Wednesday, September 24, 2014

RESOLVING SYSTEMIC AND NON-SYSTEMIC PROBLEMS IN CHILD PROTECTION SERVICES, Part 9

By Ray Ferris (This piece is one of a series Ray will write here.)

ACCESS
The ministry seems to have no clear concept about what access is appropriate and what is not. The Ontario Association of Children’s Aid Societies does have guidelines and these are vastly different from what is practised in British Columbia. There seems to be no differentiation from case to case as to when close supervision of access is needed and when unsupervised access would seem more appropriate. The rationale appears to be that any protection action means that there is risk to a child and therefore there would be dire risk if unsupervised access were allowed. This is not rational. If the director is seeking a continuing care order, then this is a reasonable assumption and it might well be argued that access should not be allowed at all to parents who are so hopelessly unfit as to merit permanent loss of their children.

• **Things to do**:
- a) Repeat the child protection services piece between "Wednesday, September 24, 2014" and "will write here.)", inclusive, swapping "series" for "sequence".
- b) Write the next part of the piece on access in child protection services, starting after its last sentence.
The lines after this point are separate material and unrelated to the piece on child protection services.

• **Records**:
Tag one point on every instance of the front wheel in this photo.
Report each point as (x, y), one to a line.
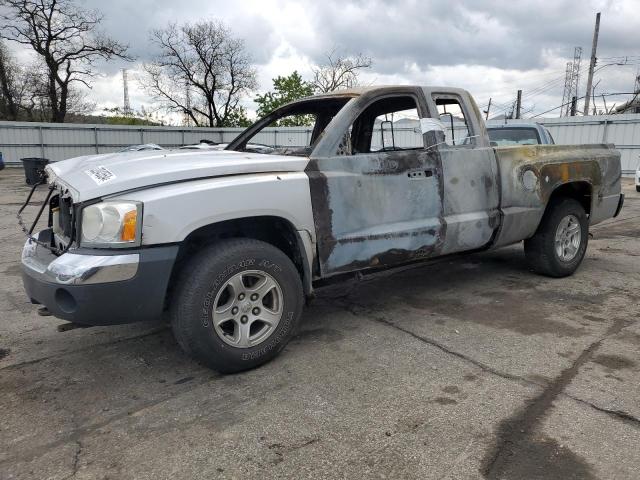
(559, 244)
(237, 304)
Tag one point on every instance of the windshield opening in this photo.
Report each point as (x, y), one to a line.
(298, 127)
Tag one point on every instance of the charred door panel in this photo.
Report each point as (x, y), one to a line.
(471, 197)
(376, 209)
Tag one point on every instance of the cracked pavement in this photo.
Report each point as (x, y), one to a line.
(467, 368)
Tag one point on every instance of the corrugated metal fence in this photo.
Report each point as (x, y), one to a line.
(60, 141)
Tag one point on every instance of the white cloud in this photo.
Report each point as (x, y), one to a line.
(490, 47)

• **Replies**:
- a)
Wednesday, September 24, 2014

RESOLVING SYSTEMIC AND NON-SYSTEMIC PROBLEMS IN CHILD PROTECTION SERVICES, Part 9

By Ray Ferris (This piece is one of a sequence Ray will write here.)

- b)
However, shall we say that due notice has been served on the parents that a temporary order only is sought and the plan on the presentation report was to return the children, then access should be supportive of such a plan. Every person who has had children in care, even for fairly short periods reports the same sort of thing. Any visits are tightly supervised and every word and gesture is tightly monitored, as if the parent would suddenly attack the child. This is so irrational that it strikes people as paranoid. When parents have no history of child abuse, but perhaps it is a case of borderline neglect, there is no reason to waste public money on such over-caution.

The Ontario guidelines also advise social workers to arrange all access visits to be in the family home whether supervised or not. This is to keep the children in touch with familiar things and to lessen their anxiety. I have had hundreds of foster children under the care of my staff and me. We seldom found it necessary to supervise visiting. When parents were able to pick up their children at the foster home and take them out for the day, it gave us good opportunities to evaluate the progress of the parent. If parents were consistent and reliable, it became positive evidence. I would introduce the parent to the foster parent first and our foster parents were often good mentors for the natural parent. If a supervised visit became necessary, I preferred to do it myself, so that I could evaluate the situation first hand.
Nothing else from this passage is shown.